[YOUR TASK]:
Return every line below that contains the word "graphic".

[EXERCISE INPUTS]:
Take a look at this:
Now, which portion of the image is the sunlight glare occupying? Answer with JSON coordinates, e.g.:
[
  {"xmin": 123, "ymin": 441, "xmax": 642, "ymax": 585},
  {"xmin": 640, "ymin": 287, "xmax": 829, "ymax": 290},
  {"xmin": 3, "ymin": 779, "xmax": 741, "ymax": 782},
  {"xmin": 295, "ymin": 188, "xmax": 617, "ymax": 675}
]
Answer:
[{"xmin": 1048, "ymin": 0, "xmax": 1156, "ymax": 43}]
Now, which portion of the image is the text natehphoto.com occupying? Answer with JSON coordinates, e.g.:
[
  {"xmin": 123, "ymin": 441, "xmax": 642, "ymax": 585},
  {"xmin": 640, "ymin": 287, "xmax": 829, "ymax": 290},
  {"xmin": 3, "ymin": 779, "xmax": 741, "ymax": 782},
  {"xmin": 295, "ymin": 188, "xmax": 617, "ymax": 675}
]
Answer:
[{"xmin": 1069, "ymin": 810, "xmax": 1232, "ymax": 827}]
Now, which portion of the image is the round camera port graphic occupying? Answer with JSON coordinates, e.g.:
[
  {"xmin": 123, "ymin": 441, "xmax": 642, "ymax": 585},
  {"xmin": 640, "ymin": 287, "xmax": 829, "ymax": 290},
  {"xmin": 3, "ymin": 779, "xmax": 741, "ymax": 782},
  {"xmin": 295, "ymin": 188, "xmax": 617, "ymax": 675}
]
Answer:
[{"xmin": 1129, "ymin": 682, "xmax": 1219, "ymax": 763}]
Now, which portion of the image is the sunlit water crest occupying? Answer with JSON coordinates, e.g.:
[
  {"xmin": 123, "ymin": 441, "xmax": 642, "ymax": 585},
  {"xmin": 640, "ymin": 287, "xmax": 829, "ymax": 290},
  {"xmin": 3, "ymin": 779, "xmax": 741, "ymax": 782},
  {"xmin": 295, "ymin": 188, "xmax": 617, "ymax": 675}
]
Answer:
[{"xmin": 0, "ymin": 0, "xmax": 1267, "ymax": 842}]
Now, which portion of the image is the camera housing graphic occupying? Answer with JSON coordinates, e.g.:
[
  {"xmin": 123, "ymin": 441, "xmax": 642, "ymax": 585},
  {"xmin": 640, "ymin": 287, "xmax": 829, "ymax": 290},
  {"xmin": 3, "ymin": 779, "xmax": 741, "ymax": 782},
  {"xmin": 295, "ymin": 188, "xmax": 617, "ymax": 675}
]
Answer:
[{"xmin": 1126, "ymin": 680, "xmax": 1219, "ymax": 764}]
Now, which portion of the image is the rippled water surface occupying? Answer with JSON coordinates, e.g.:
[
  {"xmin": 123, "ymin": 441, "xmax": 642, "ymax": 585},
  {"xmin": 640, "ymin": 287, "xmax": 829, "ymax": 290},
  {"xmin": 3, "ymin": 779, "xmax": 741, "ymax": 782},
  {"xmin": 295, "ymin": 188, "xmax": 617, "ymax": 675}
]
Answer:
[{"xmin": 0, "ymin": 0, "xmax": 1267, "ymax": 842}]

[ANSWER FOR THIS EXERCISE]:
Now, which portion of the image is the round camera port graphic occupying? Answer with JSON coordinates, e.g.:
Now, which portion of the image is the camera housing graphic occupying? Answer with JSON coordinates, e.g.:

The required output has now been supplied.